:: Items from a data source ::

+++++

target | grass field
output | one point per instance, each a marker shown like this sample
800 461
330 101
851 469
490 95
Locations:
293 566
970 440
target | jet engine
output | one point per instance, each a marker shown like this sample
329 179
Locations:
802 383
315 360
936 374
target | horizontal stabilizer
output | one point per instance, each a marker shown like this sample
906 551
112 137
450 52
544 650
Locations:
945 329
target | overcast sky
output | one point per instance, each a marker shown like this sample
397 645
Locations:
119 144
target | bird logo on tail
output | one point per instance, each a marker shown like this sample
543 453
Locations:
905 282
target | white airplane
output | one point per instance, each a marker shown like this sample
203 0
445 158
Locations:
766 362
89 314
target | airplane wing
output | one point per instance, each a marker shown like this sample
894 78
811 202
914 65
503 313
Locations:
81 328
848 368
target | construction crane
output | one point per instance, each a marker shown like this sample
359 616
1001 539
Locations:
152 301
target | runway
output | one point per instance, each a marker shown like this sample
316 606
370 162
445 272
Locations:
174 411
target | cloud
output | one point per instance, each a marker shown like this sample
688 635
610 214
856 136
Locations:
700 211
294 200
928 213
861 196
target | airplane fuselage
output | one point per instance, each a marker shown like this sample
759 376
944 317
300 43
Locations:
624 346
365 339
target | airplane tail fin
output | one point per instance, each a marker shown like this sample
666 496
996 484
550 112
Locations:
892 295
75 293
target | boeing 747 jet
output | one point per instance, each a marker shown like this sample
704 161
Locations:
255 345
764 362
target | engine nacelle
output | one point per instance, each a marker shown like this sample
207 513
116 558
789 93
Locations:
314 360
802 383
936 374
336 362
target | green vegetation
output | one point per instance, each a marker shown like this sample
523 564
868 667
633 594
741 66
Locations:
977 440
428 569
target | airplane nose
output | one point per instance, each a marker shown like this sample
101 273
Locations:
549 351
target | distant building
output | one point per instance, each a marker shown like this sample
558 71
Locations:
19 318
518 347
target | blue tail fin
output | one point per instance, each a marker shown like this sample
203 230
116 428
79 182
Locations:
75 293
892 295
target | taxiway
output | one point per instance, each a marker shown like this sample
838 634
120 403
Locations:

+++++

:: Aim of the exercise ::
Rewrite the part of the data that opens with the line containing "target | airplane fuselage" and runs through the end of the data, changing "tail fin" to "vertical fin" and leaving all else as it is. Give back only those lines.

:: Answer to this problem ::
target | airplane fuselage
output | one point per instance, each a marker shown like this sample
759 376
944 317
300 43
Locations:
624 346
365 339
target | airplane vertical fin
output | one point per instance, each a marker shown like this sample
666 496
996 484
550 112
Locations:
892 295
75 293
target | boeing 747 jet
output | one point per instance, each a marker shown like this sample
704 161
Locations:
255 345
764 362
target | engine nacelle
output | one point per instance, each a marker shown like this sample
207 513
116 558
789 93
Locations:
314 360
802 383
936 374
336 362
target | green vegetation
output | one point per instance, each a marker shown like this sample
523 564
868 667
633 594
741 66
Locations:
977 440
428 569
target | airplane nose
output | one point per instance, each a marker shown like this sample
101 273
Locations:
549 351
target | distant building
output | one point per instance, each a marker shown like this sample
558 71
Locations:
19 318
518 347
target | blue vertical fin
output | one point per instance, each a marker shown like this sample
203 230
116 428
79 182
Locations:
75 293
892 295
target | taxiway
output | one point per instance, each a marker shown like this sample
838 634
120 403
Locations:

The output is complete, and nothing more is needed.